(Image location labeling records)
----

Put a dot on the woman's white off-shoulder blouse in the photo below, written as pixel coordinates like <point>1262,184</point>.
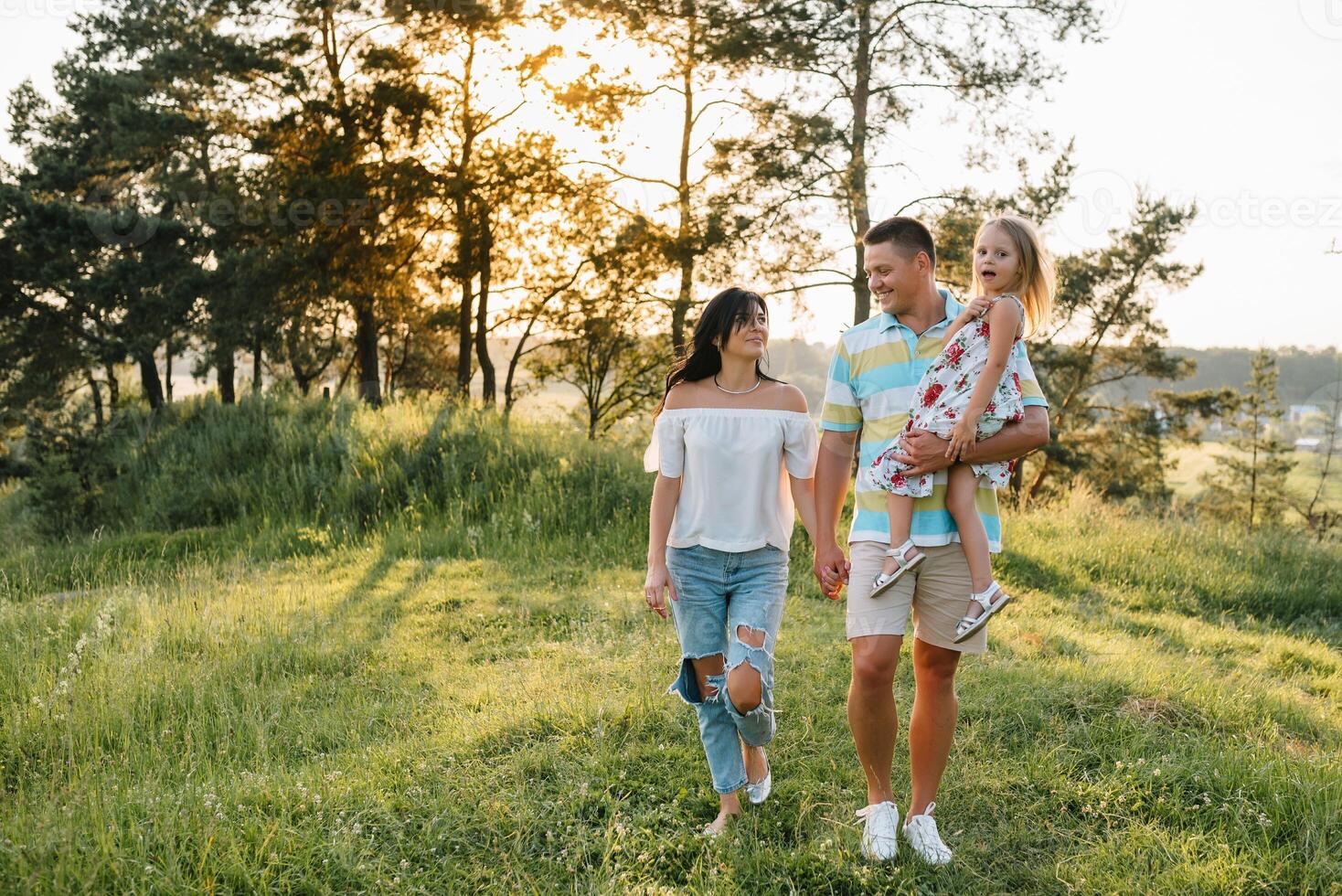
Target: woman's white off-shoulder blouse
<point>733,465</point>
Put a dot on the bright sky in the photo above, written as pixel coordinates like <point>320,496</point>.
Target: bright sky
<point>1233,109</point>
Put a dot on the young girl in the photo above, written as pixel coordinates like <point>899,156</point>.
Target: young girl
<point>966,395</point>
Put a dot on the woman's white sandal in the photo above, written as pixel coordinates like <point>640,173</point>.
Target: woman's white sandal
<point>759,790</point>
<point>885,581</point>
<point>969,624</point>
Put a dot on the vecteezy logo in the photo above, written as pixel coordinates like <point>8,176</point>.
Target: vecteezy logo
<point>1324,17</point>
<point>120,226</point>
<point>1102,198</point>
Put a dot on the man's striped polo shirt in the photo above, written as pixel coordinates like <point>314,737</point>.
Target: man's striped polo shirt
<point>872,377</point>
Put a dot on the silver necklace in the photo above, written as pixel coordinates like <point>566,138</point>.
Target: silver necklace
<point>734,392</point>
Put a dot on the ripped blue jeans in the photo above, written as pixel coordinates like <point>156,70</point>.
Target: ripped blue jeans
<point>723,597</point>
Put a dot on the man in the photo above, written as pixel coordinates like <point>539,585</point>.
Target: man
<point>874,373</point>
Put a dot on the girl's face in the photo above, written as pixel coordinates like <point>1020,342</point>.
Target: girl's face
<point>996,261</point>
<point>749,333</point>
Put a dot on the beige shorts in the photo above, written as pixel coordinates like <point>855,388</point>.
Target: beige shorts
<point>937,593</point>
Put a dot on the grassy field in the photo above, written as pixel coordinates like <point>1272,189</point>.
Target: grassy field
<point>1190,462</point>
<point>390,695</point>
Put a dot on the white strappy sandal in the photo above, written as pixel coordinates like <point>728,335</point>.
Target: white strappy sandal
<point>969,624</point>
<point>885,581</point>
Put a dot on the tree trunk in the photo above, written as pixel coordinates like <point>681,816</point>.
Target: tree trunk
<point>685,231</point>
<point>149,379</point>
<point>484,247</point>
<point>97,400</point>
<point>168,369</point>
<point>512,365</point>
<point>464,227</point>
<point>224,373</point>
<point>366,347</point>
<point>857,161</point>
<point>113,392</point>
<point>257,358</point>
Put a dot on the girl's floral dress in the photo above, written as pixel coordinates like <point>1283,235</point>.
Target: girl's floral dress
<point>941,400</point>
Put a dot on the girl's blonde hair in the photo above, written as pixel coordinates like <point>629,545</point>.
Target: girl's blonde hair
<point>1038,279</point>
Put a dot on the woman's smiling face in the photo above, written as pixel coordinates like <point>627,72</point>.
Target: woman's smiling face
<point>996,261</point>
<point>749,333</point>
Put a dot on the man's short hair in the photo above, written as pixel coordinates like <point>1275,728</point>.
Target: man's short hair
<point>908,234</point>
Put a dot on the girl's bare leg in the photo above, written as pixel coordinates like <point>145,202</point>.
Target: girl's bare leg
<point>961,488</point>
<point>900,508</point>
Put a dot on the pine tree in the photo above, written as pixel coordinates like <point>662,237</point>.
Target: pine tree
<point>1248,482</point>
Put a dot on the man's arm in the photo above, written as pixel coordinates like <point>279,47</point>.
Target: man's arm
<point>832,471</point>
<point>928,453</point>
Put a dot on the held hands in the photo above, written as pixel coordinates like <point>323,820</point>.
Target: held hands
<point>831,569</point>
<point>653,585</point>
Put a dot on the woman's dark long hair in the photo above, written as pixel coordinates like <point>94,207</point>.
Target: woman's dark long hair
<point>719,321</point>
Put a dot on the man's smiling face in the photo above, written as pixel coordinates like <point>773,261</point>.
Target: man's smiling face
<point>892,278</point>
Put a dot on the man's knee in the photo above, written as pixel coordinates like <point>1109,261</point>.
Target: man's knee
<point>935,666</point>
<point>874,660</point>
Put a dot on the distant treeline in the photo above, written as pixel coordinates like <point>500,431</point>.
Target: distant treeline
<point>1304,372</point>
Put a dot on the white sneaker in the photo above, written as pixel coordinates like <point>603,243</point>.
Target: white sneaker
<point>921,833</point>
<point>880,836</point>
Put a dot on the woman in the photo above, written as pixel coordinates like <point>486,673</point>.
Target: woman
<point>726,439</point>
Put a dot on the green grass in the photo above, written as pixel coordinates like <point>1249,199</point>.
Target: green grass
<point>290,704</point>
<point>1302,482</point>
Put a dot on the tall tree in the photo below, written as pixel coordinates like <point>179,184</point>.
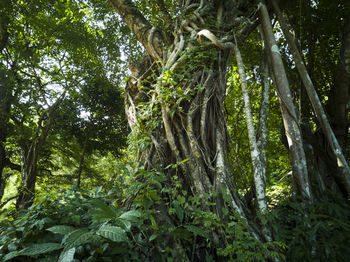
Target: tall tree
<point>177,88</point>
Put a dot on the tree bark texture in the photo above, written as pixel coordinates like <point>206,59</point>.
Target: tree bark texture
<point>259,169</point>
<point>291,125</point>
<point>30,157</point>
<point>185,97</point>
<point>343,178</point>
<point>5,107</point>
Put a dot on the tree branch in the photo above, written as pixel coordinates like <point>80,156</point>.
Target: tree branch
<point>152,40</point>
<point>11,165</point>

----

* _The exercise_
Copy every one of the records above word for word, leaving out the pictures.

* _Response to this exercise_
Put a dot on the woman's white off-shoulder blouse in the photo below, written as pixel coordinates like <point>1262,184</point>.
Target: woman's white off-shoulder blouse
<point>733,465</point>
Put a dot on the bright sky in the photo above, written as pixel coordinates like <point>320,496</point>.
Target: bright sky
<point>1233,109</point>
Put a dot on the young girl in the photo above, written as pixel coordinates like <point>899,156</point>.
Target: young girl
<point>966,395</point>
Put a dot on the woman's white sandal in the photo above, written as pixel coordinates like <point>640,173</point>.
Target: woman's white sandal
<point>759,790</point>
<point>885,581</point>
<point>969,624</point>
Put a dot on the vecteezy logo in the photo above, written as pixel coordinates like <point>8,176</point>.
Target: vecteezy logo
<point>1324,17</point>
<point>120,226</point>
<point>1102,198</point>
Put a dot on the man's striped polo shirt in the photo above, written as pixel coordinates like <point>314,737</point>.
Target: man's striped polo shirt
<point>872,377</point>
Put a dot on the silver necklace in the photo above, written as pixel coordinates like <point>566,138</point>.
Target: silver necklace
<point>734,392</point>
Put a dot on the ripped blue jeans in the photo above, written as pixel coordinates like <point>156,70</point>.
Target: ripped blue jeans
<point>723,597</point>
Put a dot on the man in the photo above, written as pixel coordinates like <point>539,585</point>.
Target: man
<point>874,373</point>
Put a dot on the girl's face in the photo above, written as pixel coordinates like <point>1020,342</point>.
Target: girl's face
<point>996,261</point>
<point>749,333</point>
Put a dot on the beige shorts in the photo above, written as pixel coordinates like <point>855,388</point>.
Target: beige shorts
<point>937,593</point>
Put a dot on the grassy field in the photo above, written as pixel coordinates like <point>1272,189</point>.
Target: grassy field
<point>1190,462</point>
<point>390,695</point>
Put a dot on the white strappy sandal in the photo above, written as pixel coordinates like <point>728,335</point>.
Target: white strappy sandal
<point>969,624</point>
<point>885,581</point>
Put a dot on the tree trunk in the photo above, written as pixel coordinates like <point>681,816</point>.
Target: tree trunk
<point>685,231</point>
<point>149,379</point>
<point>484,247</point>
<point>97,400</point>
<point>168,369</point>
<point>512,365</point>
<point>464,227</point>
<point>224,373</point>
<point>366,347</point>
<point>857,161</point>
<point>113,392</point>
<point>257,358</point>
Put a dot on the girl's floral dress in the photo above, written as pixel coordinates like <point>1283,235</point>.
Target: girl's floral dress
<point>941,400</point>
Put a dot on the girl's blonde hair in the photo above, written as pixel coordinates like <point>629,545</point>.
Target: girl's blonde hair
<point>1038,279</point>
Put a dot on the woman's smiling face in the photo above, written as pixel coordinates like <point>627,72</point>.
Target: woman's smiling face
<point>996,261</point>
<point>749,333</point>
Put a dot on the man's short hair in the photo above, written as pixel coordinates like <point>1275,728</point>.
Target: man's short hair
<point>908,234</point>
Put a dot on the girl's bare leg in the photo above, written as pixel coordinates like <point>145,202</point>.
Target: girl's bare leg
<point>961,488</point>
<point>900,508</point>
Put a dot on the pine tree in the photo above, written as pixel coordinates like <point>662,237</point>.
Target: pine tree
<point>1248,482</point>
Put a dot on the man's arm in the photo above, written as pixel coordinates like <point>279,47</point>.
Target: man's arm
<point>832,471</point>
<point>928,453</point>
Put a dot on the held hands in the photo above, written as pixel coordinates like <point>323,820</point>.
Target: held hands
<point>831,569</point>
<point>653,585</point>
Put a dot on the woman's dark long hair in the photo above, written as pixel coordinates like <point>94,207</point>.
Target: woman's dark long hair
<point>719,321</point>
Put a dot on the man's smiling face in the photo above, written as pixel coordinates like <point>773,261</point>.
Target: man's smiling face
<point>892,278</point>
Put a dot on the man's knee in the photo above, written as pixel coordinates like <point>1109,261</point>.
Target: man's knee
<point>935,666</point>
<point>874,660</point>
Put a dot on the distant treeline in the photo above, written as pixel coordinates like <point>500,431</point>.
Target: distant treeline
<point>1304,372</point>
Put a dot on the white sneaker in the photo above, written as pixel coordinates like <point>603,243</point>.
Target: white sneaker
<point>921,833</point>
<point>880,836</point>
Put a dot on the woman in the photo above, written as pixel coordinates like <point>486,673</point>.
Target: woman
<point>726,439</point>
Put a dot on the green grass in the photo above, written as pixel coordinates like <point>1249,199</point>.
Target: green grass
<point>290,704</point>
<point>1302,482</point>
Put a dot on the tall tree in the photo below, written as pixel coordinates like <point>179,184</point>.
Target: tall tree
<point>177,88</point>
Put a dot on the tree bark texture in the photo above, written as pixel coordinates like <point>206,59</point>.
Target: tree bark texture
<point>259,169</point>
<point>291,125</point>
<point>30,157</point>
<point>185,97</point>
<point>343,178</point>
<point>5,107</point>
Put a dot on the tree branch in the photo above, written as pixel coordinates like <point>80,156</point>.
Target: tree branch
<point>152,40</point>
<point>11,165</point>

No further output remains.